Exercice proposé 1:
D'après le texte sur le Front populaire, de combien d'habitants la région parisienne s'est-elle accrue entre 1918 et 1936 ?

--- Bloc de texte ---

Histoire

Il y a quatre-vingts ans, le 29 juin 1937…

   … Léon Blum présentait la démission de son gouvernement

     « S’il nous fallait donner un visage au Front populaire, ce serait celui d’un jeune homme bruni de soleil, aux muscles longs, habitué à la marche et aux morsures du ciel, à l’âme candide et pourtant sans naïveté, qui chante en marchant à côté d’autres jeunes hommes semblables à lui-même… » En écrivant ces lignes dans l’hebdomadaire Vendredi, créé spécialement pour soutenir le gouvernement issu des élections des 23 avril et 3 mai 1936, André Chanson se doutait-il qu’au même moment, à peu près les mêmes mots servaient à encenser les régimes dictatoriaux de Moscou, Berlin et Rome ? Et que les quatre expériences, pour fort différentes qu’elles croyaient être, se dénoueraient dans le bain de sang des innocents.

    Certes, il ne faut pas l’oublier, le Front populaire surgit en France dans la fraîcheur d’un immense espoir, celui de rendre enfin justice aux sans-grades, aux laissés-pour-compte, aux esclaves d’une machine à produire de la plus-value pour le seul bénéfice d’une minorité cynique et sans scrupule. Débarrassée des derniers garde-fous liés à la présence d’une autorité spirituelle supérieure – celle du monarque, du seigneur ou de l’Église – la bourgeoisie républicaine ne connaissait plus de frein à son instinctive rapacité.

    Comme l’a lumineusement exposé Jacques Chastenet dans son Histoire de la IIIe république, « ni le patronat ni les pouvoirs publics n’avaient prêté une attention suffisante aux conséquences psychologiques de la concentration industrielle » qui a fortement marqué l’entre-deux guerres. Évoquant la rapide évolution de la région parisienne, qui gagna un million et demi d’habitants entre 1918 et 1936, il écrit encore : « les nouveaux venus étaient presque tous d’anciens ruraux arrachés à leur genre de vie traditionnel pour être entassés dans des quartiers sordides ou, au mieux, dans des cités ouvrières dépourvues de tout charme et de toute joie. »  

    Il était dès lors devenu inévitable que le suffrage universel amenât au pouvoir une majorité déterminée à mener une vigoureuse politique sociale visant à réintroduire dans le droit positif les notions d’égalité des droits, de justice et, plus simplement, de respect des hommes.

---

Exercice proposé 2:
Exprimez toutes les lignes des enregistrements sous forme de tableau Markdown à deux colonnes, « Numéro » et « Ligne d'enregistrement », sans reprendre les lignes vides.

--- Données fournies ---

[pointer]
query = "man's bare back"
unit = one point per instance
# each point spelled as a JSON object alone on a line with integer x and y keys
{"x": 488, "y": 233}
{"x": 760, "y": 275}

---

Résultat correct 1:
D'un million et demi d'habitants.

Résultat correct 2:
| Numéro | Ligne d'enregistrement |
|---|---|
| 1 | [pointer] |
| 2 | query = "man's bare back" |
| 3 | unit = one point per instance |
| 4 | # each point spelled as a JSON object alone on a line with integer x and y keys |
| 5 | {"x": 488, "y": 233} |
| 6 | {"x": 760, "y": 275} |